DIRECTION
All of the records below need to be copied exactly.

SUPPLIED DATA
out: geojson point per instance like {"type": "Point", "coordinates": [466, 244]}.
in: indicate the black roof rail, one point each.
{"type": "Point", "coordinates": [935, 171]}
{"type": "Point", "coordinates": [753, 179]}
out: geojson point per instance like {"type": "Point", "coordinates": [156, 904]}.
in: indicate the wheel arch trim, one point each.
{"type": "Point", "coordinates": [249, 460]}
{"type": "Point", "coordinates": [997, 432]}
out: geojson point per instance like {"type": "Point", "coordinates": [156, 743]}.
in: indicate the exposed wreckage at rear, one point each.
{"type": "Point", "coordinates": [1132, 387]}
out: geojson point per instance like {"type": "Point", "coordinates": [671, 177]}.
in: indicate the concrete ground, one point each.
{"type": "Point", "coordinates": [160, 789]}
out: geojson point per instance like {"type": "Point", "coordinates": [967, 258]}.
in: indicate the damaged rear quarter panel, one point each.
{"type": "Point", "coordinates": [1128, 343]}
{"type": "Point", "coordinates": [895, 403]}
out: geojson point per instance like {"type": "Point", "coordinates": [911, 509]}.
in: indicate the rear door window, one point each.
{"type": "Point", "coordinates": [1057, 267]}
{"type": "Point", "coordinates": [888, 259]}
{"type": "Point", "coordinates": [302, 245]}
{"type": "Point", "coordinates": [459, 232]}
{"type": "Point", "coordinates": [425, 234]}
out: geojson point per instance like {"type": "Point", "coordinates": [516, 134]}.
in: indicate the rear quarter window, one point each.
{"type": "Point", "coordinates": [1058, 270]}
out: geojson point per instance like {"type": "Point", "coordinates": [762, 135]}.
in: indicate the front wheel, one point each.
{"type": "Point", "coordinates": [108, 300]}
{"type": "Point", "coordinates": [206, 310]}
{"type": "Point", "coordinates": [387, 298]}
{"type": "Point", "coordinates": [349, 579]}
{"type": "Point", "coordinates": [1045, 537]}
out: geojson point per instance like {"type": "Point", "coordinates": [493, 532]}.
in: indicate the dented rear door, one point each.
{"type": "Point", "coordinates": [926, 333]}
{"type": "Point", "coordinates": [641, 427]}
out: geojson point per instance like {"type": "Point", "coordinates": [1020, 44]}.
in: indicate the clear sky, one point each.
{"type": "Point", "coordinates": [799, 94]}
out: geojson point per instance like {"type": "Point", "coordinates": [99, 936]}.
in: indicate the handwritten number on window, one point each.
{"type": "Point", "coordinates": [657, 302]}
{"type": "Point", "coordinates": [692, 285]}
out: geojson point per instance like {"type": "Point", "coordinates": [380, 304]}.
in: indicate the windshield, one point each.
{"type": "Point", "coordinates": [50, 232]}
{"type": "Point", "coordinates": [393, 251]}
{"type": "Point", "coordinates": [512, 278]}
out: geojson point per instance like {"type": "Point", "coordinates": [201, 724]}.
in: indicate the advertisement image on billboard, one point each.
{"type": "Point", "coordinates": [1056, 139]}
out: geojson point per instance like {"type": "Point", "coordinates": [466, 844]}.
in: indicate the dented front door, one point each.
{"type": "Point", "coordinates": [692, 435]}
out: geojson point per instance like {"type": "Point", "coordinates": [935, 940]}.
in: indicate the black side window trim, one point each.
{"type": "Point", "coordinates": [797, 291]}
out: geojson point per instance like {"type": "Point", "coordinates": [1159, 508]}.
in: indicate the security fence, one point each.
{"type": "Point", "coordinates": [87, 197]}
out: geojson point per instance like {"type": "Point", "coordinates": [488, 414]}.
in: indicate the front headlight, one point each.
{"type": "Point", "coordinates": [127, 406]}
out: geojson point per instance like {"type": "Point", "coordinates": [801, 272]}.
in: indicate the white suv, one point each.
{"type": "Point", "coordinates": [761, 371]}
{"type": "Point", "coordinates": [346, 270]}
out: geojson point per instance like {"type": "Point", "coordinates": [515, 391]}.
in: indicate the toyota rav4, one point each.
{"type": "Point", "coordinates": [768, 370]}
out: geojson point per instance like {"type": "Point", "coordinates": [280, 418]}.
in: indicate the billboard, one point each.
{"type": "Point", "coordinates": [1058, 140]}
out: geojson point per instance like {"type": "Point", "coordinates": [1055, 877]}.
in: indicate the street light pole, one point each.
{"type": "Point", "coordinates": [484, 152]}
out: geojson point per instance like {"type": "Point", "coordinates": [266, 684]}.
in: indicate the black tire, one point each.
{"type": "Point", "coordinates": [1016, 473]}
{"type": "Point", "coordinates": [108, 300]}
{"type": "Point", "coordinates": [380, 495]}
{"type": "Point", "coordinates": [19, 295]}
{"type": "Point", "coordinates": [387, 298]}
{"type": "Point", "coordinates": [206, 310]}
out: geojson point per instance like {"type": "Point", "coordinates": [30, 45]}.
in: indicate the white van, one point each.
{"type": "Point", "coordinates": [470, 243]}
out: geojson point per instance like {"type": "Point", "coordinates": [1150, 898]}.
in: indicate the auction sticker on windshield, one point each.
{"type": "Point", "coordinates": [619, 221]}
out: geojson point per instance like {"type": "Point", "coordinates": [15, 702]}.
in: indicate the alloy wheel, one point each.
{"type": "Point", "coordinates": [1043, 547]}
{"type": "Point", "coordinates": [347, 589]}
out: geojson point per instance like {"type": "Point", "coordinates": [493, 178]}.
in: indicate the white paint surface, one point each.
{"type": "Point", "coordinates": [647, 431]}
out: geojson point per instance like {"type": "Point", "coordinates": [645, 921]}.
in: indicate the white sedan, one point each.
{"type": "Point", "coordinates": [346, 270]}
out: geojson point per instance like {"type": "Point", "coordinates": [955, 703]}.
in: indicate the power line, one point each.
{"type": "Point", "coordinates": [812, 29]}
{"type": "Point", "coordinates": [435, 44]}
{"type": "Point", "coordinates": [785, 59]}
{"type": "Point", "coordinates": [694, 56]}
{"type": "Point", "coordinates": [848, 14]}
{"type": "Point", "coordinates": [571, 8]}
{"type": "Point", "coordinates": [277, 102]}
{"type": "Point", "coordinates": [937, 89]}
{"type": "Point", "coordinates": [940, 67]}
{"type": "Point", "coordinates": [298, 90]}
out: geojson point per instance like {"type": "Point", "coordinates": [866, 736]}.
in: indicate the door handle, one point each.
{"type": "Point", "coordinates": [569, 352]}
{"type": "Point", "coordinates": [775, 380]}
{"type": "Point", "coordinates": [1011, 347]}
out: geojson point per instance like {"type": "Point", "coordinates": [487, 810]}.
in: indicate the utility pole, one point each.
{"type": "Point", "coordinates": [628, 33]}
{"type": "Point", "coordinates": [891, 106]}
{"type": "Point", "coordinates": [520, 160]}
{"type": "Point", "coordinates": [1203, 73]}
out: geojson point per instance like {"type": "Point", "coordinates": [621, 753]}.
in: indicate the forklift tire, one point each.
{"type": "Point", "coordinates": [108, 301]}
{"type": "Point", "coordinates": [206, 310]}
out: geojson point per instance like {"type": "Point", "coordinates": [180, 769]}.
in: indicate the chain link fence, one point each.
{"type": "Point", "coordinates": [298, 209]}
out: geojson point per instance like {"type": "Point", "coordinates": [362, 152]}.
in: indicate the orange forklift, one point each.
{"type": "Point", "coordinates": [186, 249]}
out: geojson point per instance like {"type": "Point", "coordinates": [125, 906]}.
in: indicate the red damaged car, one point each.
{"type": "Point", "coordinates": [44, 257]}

SOLVED EXERCISE
out: geojson point per instance like {"type": "Point", "coordinates": [466, 244]}.
in: indicate the black roof rail, one point each.
{"type": "Point", "coordinates": [935, 171]}
{"type": "Point", "coordinates": [753, 179]}
out: geojson point per instance like {"type": "Point", "coordinates": [156, 904]}.
in: indicate the wheel arch trim, one point each.
{"type": "Point", "coordinates": [249, 460]}
{"type": "Point", "coordinates": [997, 432]}
out: geojson point per instance like {"type": "Point", "coordinates": [156, 743]}.
in: indicate the exposed wreckage at rear, one point each.
{"type": "Point", "coordinates": [1132, 387]}
out: geojson point per instance like {"type": "Point", "coordinates": [671, 177]}.
in: indicate the concrete ground, one point each.
{"type": "Point", "coordinates": [160, 789]}
out: geojson point per instance like {"type": "Point", "coordinates": [967, 258]}.
in: indicate the damaged rear quarter panel, one point each.
{"type": "Point", "coordinates": [1128, 343]}
{"type": "Point", "coordinates": [895, 403]}
out: geojson point per instance like {"type": "Point", "coordinates": [911, 509]}.
in: indicate the rear door window, one point each.
{"type": "Point", "coordinates": [1057, 267]}
{"type": "Point", "coordinates": [888, 259]}
{"type": "Point", "coordinates": [302, 245]}
{"type": "Point", "coordinates": [459, 232]}
{"type": "Point", "coordinates": [425, 234]}
out: geojson point per instance like {"type": "Point", "coordinates": [516, 134]}.
in: indicate the rear quarter window, one point each.
{"type": "Point", "coordinates": [1058, 270]}
out: geojson point per instance like {"type": "Point", "coordinates": [762, 135]}.
in: indicate the front wheel, one point each.
{"type": "Point", "coordinates": [108, 300]}
{"type": "Point", "coordinates": [206, 310]}
{"type": "Point", "coordinates": [387, 298]}
{"type": "Point", "coordinates": [349, 579]}
{"type": "Point", "coordinates": [1045, 537]}
out: geojson point per instance like {"type": "Point", "coordinates": [493, 532]}.
in: indicate the dented rear door, one point each.
{"type": "Point", "coordinates": [926, 333]}
{"type": "Point", "coordinates": [641, 427]}
out: geojson point per instance like {"type": "Point", "coordinates": [1020, 44]}.
in: indicate the clear sky, one point each.
{"type": "Point", "coordinates": [799, 94]}
out: geojson point per instance like {"type": "Point", "coordinates": [99, 936]}.
in: indicate the handwritten number on window, one point each.
{"type": "Point", "coordinates": [657, 302]}
{"type": "Point", "coordinates": [692, 285]}
out: geojson point per instance like {"type": "Point", "coordinates": [380, 304]}.
in: indicate the windshield, one point each.
{"type": "Point", "coordinates": [50, 232]}
{"type": "Point", "coordinates": [393, 251]}
{"type": "Point", "coordinates": [512, 278]}
out: geojson point per instance like {"type": "Point", "coordinates": [201, 724]}.
in: indicate the advertisement image on billboard, one point each.
{"type": "Point", "coordinates": [1056, 139]}
out: geojson point per instance like {"type": "Point", "coordinates": [466, 844]}.
in: indicate the dented front door, one point each.
{"type": "Point", "coordinates": [692, 435]}
out: geojson point per instance like {"type": "Point", "coordinates": [935, 940]}.
in: indicate the black side window trim, one point each.
{"type": "Point", "coordinates": [797, 291]}
out: geojson point per instance like {"type": "Point", "coordinates": [1159, 508]}.
in: indicate the security fence, one point each.
{"type": "Point", "coordinates": [87, 197]}
out: geojson point per instance like {"type": "Point", "coordinates": [488, 414]}.
in: indicate the front headlight, one point each.
{"type": "Point", "coordinates": [127, 406]}
out: geojson point per instance like {"type": "Point", "coordinates": [801, 272]}.
in: indicate the white suv, one point each.
{"type": "Point", "coordinates": [761, 371]}
{"type": "Point", "coordinates": [346, 270]}
out: geojson point per instance like {"type": "Point", "coordinates": [515, 391]}.
in: indicate the toyota rav4, one point each.
{"type": "Point", "coordinates": [768, 370]}
out: geojson point per instance like {"type": "Point", "coordinates": [280, 418]}.
in: indicate the billboard, one point each.
{"type": "Point", "coordinates": [1058, 140]}
out: geojson point per instance like {"type": "Point", "coordinates": [1055, 877]}.
in: indicate the street light pole, one point each.
{"type": "Point", "coordinates": [484, 152]}
out: geojson point per instance like {"type": "Point", "coordinates": [266, 684]}.
in: indicate the black tire, one point each.
{"type": "Point", "coordinates": [1016, 473]}
{"type": "Point", "coordinates": [108, 300]}
{"type": "Point", "coordinates": [380, 495]}
{"type": "Point", "coordinates": [19, 295]}
{"type": "Point", "coordinates": [387, 298]}
{"type": "Point", "coordinates": [206, 310]}
out: geojson point per instance like {"type": "Point", "coordinates": [30, 45]}.
in: indicate the white van, one point each.
{"type": "Point", "coordinates": [470, 243]}
out: geojson point per instance like {"type": "Point", "coordinates": [1150, 898]}.
in: indicate the auction sticker on windshield, one point each.
{"type": "Point", "coordinates": [619, 221]}
out: geojson point per instance like {"type": "Point", "coordinates": [15, 702]}.
in: indicate the alloy wheel, one point each.
{"type": "Point", "coordinates": [1043, 547]}
{"type": "Point", "coordinates": [347, 589]}
out: geojson point per instance like {"type": "Point", "coordinates": [493, 178]}.
in: indicate the white paint surface, one point each.
{"type": "Point", "coordinates": [647, 431]}
out: geojson point per instance like {"type": "Point", "coordinates": [645, 921]}.
in: indicate the white sedan, one point each.
{"type": "Point", "coordinates": [346, 270]}
out: geojson point per instance like {"type": "Point", "coordinates": [955, 703]}.
in: indicate the power line, one point each.
{"type": "Point", "coordinates": [812, 29]}
{"type": "Point", "coordinates": [435, 44]}
{"type": "Point", "coordinates": [785, 59]}
{"type": "Point", "coordinates": [694, 56]}
{"type": "Point", "coordinates": [848, 14]}
{"type": "Point", "coordinates": [571, 8]}
{"type": "Point", "coordinates": [277, 102]}
{"type": "Point", "coordinates": [937, 89]}
{"type": "Point", "coordinates": [940, 67]}
{"type": "Point", "coordinates": [298, 90]}
out: geojson point per instance like {"type": "Point", "coordinates": [866, 736]}.
in: indicate the door handle, one point each.
{"type": "Point", "coordinates": [569, 352]}
{"type": "Point", "coordinates": [775, 380]}
{"type": "Point", "coordinates": [1011, 347]}
out: geojson point per instance like {"type": "Point", "coordinates": [487, 810]}.
in: indicate the utility pole, one point each.
{"type": "Point", "coordinates": [628, 33]}
{"type": "Point", "coordinates": [891, 106]}
{"type": "Point", "coordinates": [520, 160]}
{"type": "Point", "coordinates": [1203, 73]}
out: geojson point per instance like {"type": "Point", "coordinates": [621, 753]}.
in: indicate the forklift tire, one point each.
{"type": "Point", "coordinates": [108, 301]}
{"type": "Point", "coordinates": [206, 310]}
out: geojson point per instance like {"type": "Point", "coordinates": [180, 769]}.
in: indicate the chain link fence, one point each.
{"type": "Point", "coordinates": [298, 209]}
out: geojson point per instance like {"type": "Point", "coordinates": [362, 152]}.
in: indicate the orange forklift, one point each.
{"type": "Point", "coordinates": [186, 249]}
out: geojson point per instance like {"type": "Point", "coordinates": [125, 906]}.
in: indicate the red damaged car, one point each.
{"type": "Point", "coordinates": [44, 257]}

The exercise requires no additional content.